A co-founder of Cream, he also played with Blind Faith, Hawkwind and Fela Kuti in a long and varied career.
His style combined the lyricism of jazz with the crude power of rock. One critic said watching him was like witnessing "a human combine harvester".
But he was also a temperamental and argumentative figure, whose behaviour frequently led to on-stage punch-ups.
Nicknamed Ginger for his flaming red hair, the musician was born Peter Edward Baker in Lewisham, south London, shortly before World War Two.
His bricklayer father was killed in action in 1943, and he was brought up in near poverty by his mother, step-father and aunt.
A troubled student, he joined a local gang in his teens and became involved in petty theft. When he tried to quit, gang-members attacked him with a razor.
His early ambition was to ride in the Tour de France but was forced to quit the sport when, aged 16, his bicycle got "caught up" with a taxi. Instead, he took up drumming.
------------------------------------------------------------------------
▶ **Exercise tasks**
- A) Answer these questions using the passage about the musician:
(i) In what place was he born?
(ii) What did one critic say watching him was like witnessing?
(iii) At what age did his bicycle get "caught up" with a taxi?
- B) Transcribe everything from "His style combined" down to "to on-stage punch-ups." in the passage about the musician.

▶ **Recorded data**
------------------------------------------------------------------------
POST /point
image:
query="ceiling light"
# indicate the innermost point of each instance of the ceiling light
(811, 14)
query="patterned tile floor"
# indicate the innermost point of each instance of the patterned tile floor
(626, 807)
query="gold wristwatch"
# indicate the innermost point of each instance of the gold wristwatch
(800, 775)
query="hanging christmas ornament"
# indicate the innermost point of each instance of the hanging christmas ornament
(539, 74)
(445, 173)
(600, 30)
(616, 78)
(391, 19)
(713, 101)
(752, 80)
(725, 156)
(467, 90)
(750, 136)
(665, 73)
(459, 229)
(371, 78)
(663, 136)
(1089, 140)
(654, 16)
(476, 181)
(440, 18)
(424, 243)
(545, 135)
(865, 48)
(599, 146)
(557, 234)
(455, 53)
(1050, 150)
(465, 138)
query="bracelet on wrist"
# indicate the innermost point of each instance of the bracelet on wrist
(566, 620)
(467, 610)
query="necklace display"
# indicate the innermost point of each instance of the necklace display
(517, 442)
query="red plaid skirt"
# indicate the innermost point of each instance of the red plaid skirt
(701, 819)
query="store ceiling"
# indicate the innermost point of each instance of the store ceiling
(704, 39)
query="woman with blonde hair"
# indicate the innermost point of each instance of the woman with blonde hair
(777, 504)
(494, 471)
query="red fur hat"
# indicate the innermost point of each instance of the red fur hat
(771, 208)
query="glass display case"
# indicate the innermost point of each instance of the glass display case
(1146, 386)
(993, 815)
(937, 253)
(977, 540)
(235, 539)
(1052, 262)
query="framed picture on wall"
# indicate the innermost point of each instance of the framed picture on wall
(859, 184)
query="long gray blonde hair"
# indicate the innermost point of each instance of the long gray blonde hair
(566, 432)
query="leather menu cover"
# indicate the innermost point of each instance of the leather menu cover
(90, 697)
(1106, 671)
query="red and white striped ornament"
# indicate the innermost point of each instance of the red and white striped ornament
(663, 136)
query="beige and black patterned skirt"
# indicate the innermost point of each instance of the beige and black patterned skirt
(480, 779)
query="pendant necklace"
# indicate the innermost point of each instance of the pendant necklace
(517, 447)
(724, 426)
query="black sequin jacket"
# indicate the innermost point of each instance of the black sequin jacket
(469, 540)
------------------------------------------------------------------------
▶ **Responses per task**
- A)
(i) Lewisham, south London
(ii) "a human combine harvester"
(iii) 16

- B)
His style combined the lyricism of jazz with the crude power of rock. One critic said watching him was like witnessing "a human combine harvester".
But he was also a temperamental and argumentative figure, whose behaviour frequently led to on-stage punch-ups.